RECORDS SUPPLIED Start Marker
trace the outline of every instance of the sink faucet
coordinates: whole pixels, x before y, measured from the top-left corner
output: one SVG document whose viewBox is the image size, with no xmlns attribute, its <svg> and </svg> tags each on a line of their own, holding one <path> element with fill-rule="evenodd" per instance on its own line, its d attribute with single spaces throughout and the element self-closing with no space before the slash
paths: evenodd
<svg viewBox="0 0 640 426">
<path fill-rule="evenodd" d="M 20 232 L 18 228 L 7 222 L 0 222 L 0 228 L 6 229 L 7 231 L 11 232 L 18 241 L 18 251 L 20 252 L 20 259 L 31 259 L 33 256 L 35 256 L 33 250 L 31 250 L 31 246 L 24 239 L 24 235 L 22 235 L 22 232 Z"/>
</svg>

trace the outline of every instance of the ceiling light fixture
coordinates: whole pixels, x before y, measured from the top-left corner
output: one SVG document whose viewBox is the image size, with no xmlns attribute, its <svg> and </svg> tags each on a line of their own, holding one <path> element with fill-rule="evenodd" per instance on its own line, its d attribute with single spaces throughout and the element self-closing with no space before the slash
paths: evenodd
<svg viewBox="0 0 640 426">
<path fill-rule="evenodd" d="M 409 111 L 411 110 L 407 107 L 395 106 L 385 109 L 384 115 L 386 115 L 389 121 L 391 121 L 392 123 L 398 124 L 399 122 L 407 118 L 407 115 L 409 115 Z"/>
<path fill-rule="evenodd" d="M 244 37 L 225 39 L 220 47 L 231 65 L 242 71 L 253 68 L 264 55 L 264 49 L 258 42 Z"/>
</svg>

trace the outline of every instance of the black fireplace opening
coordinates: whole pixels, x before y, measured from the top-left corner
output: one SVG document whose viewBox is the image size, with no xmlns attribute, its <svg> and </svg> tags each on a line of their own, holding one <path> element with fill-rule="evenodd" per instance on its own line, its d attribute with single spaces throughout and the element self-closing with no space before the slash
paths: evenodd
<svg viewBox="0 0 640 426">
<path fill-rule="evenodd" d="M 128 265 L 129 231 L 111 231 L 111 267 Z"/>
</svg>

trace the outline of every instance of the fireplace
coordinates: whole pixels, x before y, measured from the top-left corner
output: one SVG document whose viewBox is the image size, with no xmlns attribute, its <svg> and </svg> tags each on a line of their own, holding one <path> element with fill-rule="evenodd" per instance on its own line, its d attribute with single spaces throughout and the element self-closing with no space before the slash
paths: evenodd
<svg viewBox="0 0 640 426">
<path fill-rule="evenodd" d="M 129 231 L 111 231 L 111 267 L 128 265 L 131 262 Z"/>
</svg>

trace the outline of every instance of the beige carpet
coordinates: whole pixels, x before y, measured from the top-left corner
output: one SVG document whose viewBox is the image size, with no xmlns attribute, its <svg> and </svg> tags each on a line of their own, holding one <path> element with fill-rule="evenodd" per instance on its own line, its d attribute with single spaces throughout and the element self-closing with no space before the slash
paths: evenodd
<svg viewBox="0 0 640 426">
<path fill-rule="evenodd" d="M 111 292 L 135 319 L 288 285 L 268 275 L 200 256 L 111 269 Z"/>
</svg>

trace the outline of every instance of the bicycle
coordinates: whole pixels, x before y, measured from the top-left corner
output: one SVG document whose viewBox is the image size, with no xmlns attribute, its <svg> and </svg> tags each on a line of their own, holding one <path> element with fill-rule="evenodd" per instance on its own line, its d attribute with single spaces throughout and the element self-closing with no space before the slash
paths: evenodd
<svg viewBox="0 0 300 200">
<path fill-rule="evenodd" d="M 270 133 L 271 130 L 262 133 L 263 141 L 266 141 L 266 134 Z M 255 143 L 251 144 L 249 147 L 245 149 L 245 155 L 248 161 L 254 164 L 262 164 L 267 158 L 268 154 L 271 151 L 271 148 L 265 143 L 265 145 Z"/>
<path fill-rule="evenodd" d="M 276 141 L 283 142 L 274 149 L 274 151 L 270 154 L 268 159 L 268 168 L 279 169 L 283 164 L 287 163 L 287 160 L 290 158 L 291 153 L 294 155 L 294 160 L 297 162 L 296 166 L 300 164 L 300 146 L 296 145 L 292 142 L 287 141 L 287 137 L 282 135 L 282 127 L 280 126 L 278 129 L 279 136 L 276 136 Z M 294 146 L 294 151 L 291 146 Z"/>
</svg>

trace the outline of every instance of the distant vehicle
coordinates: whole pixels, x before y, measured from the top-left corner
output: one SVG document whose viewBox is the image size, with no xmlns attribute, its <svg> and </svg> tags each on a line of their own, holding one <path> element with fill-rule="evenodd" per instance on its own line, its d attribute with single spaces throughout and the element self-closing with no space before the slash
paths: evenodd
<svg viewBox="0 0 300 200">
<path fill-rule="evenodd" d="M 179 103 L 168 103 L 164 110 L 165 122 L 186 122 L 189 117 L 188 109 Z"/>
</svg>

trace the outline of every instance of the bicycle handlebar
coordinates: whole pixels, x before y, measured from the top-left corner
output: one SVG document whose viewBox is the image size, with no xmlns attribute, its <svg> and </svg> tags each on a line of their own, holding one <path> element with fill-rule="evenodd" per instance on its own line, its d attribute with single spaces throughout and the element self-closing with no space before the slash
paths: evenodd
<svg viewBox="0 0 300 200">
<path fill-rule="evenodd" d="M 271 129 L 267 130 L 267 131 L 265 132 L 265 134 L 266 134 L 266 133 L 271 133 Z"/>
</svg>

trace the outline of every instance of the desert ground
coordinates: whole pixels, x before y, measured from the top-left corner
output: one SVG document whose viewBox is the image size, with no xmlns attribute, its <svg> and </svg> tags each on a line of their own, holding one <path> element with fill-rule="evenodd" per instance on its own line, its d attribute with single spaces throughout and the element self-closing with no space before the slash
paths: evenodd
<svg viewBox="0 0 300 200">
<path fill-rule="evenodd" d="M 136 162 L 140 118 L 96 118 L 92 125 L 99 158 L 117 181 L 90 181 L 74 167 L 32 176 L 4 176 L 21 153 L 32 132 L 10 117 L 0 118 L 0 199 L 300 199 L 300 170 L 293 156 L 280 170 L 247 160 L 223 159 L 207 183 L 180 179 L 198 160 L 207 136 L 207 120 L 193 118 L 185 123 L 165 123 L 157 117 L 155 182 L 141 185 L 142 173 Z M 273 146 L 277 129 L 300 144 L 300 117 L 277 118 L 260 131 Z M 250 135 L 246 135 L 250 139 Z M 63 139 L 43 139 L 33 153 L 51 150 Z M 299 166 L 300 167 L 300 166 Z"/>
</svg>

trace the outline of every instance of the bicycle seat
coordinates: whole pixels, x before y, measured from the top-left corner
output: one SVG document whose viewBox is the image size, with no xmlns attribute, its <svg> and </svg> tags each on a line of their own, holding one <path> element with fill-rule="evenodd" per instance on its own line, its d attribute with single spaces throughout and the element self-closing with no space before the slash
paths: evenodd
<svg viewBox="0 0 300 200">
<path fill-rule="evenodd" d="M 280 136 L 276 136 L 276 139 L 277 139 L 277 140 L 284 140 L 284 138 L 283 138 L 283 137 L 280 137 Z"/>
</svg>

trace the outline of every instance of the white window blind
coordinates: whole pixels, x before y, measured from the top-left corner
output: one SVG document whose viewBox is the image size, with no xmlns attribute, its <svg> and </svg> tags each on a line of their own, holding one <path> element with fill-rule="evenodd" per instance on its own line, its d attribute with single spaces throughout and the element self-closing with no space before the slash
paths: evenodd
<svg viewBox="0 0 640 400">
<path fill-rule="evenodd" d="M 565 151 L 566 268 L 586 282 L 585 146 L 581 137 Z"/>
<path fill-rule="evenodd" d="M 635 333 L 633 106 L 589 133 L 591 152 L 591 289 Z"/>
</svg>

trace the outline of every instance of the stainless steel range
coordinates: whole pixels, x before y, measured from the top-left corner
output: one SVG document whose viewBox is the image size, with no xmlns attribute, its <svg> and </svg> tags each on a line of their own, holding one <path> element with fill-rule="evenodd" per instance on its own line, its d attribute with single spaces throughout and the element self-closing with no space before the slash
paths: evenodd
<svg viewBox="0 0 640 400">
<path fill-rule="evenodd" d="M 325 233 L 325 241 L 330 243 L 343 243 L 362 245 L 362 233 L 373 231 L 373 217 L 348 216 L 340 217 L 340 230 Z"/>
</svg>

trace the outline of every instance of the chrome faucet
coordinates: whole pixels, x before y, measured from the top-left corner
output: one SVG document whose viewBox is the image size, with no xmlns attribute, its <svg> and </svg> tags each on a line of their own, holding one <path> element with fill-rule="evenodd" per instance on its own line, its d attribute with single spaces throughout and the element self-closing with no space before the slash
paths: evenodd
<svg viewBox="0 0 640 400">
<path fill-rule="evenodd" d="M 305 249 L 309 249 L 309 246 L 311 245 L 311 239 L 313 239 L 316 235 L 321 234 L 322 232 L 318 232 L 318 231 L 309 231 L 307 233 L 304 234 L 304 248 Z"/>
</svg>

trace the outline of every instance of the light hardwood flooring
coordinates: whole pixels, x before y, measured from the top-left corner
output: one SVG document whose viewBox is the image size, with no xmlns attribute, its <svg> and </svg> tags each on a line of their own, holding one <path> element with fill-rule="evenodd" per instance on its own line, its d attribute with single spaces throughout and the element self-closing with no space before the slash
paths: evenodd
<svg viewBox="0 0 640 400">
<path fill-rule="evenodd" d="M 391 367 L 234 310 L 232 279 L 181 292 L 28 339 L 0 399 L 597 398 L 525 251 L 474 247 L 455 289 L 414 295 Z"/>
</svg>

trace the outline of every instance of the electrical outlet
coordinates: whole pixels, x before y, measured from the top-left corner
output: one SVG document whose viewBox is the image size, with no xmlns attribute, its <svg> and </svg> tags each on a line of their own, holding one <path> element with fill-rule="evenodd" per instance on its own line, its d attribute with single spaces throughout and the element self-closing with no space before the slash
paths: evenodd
RECORDS SUPPLIED End Marker
* WHAT YOU HAVE TO DO
Throughout the material above, find every line holding "light" and copy it.

* RESULT OF THE TASK
trace the outline of every instance of the ceiling light fixture
trace the outline of every instance of the light hardwood flooring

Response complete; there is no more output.